(What is needed)
Count how many lines in the material below contain the word "mountain", treating uppercase and lowercase as different, and give only that number.

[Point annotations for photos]
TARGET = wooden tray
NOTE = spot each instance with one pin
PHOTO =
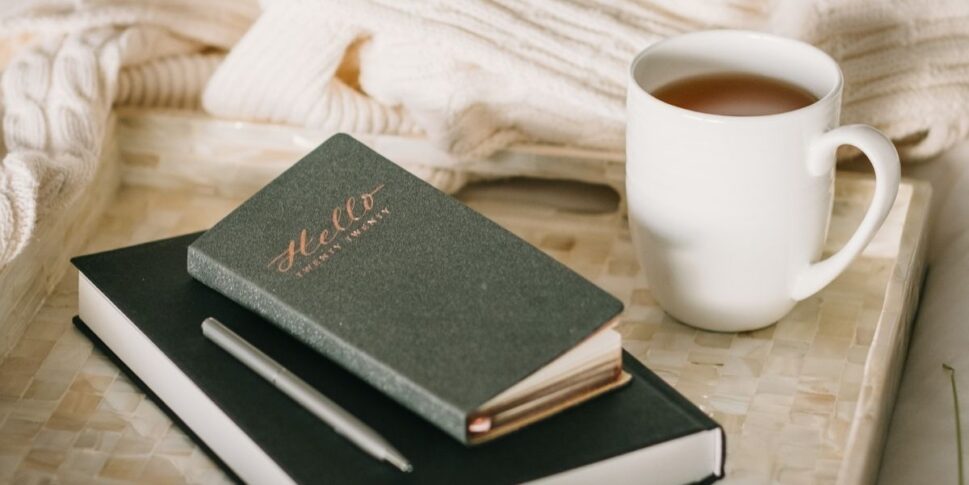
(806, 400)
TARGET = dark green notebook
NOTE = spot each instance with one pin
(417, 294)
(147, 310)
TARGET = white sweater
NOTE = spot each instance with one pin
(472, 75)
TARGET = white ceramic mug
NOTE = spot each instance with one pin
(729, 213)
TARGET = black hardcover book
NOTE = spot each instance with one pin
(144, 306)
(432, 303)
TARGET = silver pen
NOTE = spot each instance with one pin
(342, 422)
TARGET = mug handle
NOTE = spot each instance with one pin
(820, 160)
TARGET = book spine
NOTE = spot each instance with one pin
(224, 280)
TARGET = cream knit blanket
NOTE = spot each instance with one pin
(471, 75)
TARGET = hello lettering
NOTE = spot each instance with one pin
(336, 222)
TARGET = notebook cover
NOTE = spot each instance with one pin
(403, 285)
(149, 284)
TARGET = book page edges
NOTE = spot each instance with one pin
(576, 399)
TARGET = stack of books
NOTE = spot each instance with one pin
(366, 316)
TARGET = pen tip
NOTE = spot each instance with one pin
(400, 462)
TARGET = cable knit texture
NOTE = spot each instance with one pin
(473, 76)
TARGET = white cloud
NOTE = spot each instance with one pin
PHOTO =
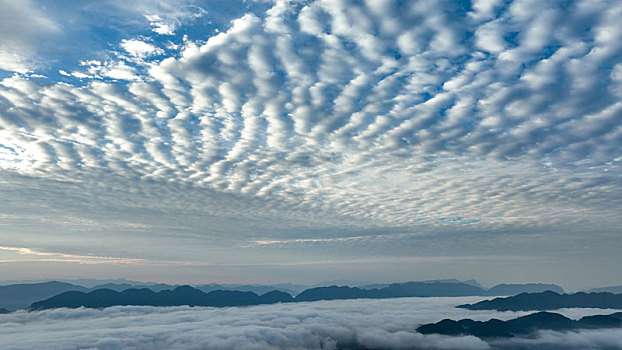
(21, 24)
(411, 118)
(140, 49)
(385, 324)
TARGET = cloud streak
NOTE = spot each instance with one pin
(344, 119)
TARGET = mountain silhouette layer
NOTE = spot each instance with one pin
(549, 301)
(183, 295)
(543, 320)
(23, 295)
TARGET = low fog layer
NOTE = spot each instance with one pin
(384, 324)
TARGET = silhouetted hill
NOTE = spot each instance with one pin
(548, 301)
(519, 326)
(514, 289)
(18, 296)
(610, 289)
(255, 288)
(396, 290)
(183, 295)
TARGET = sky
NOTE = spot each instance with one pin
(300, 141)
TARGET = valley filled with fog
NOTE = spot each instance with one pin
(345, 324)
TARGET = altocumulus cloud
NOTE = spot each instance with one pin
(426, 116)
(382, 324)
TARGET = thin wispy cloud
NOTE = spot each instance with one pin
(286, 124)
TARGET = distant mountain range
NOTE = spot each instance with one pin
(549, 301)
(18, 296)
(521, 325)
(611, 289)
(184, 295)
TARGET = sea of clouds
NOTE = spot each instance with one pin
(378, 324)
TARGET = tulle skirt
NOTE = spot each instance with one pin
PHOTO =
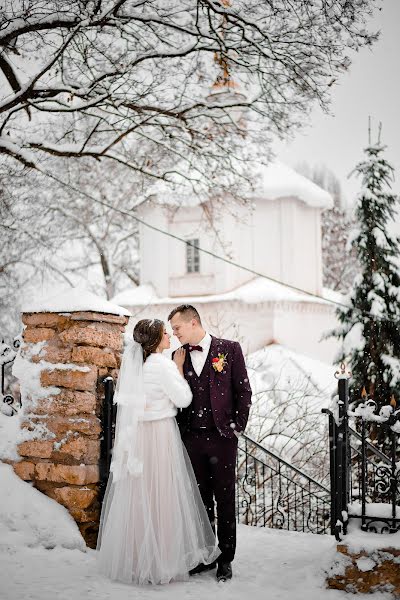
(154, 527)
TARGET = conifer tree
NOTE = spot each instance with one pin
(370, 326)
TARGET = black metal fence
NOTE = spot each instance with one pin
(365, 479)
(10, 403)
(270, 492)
==
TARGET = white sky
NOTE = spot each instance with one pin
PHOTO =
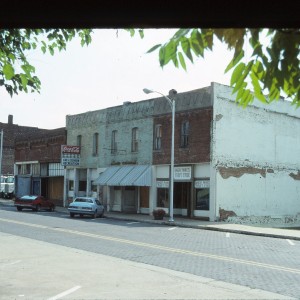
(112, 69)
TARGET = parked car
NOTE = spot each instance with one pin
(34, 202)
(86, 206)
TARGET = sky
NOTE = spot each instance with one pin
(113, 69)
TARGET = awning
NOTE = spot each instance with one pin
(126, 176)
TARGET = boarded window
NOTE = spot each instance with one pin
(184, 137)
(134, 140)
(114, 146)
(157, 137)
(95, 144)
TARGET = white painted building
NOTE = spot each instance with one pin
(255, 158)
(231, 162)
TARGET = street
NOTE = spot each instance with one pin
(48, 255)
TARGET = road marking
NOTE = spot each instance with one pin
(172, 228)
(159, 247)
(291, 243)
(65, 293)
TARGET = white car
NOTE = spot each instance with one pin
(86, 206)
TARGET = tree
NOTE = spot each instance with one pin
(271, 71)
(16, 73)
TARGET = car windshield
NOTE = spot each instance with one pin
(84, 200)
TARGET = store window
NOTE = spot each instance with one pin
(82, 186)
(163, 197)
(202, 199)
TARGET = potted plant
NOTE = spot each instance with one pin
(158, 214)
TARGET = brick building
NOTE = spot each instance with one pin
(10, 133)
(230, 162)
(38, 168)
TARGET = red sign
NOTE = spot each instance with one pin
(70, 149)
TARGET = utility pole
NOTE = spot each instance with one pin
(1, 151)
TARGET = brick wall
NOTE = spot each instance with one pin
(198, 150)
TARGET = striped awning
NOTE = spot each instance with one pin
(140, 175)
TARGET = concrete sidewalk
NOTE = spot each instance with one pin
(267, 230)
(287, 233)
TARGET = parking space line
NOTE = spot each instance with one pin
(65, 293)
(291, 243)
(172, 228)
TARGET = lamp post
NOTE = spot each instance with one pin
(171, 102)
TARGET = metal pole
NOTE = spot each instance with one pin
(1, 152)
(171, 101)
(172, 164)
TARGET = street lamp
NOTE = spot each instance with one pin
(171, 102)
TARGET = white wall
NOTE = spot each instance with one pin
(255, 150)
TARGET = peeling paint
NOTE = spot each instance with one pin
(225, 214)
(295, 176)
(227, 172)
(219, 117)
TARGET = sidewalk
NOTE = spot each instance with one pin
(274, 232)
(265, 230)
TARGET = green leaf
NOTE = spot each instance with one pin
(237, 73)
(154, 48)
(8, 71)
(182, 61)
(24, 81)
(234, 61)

(Solution to this exercise)
2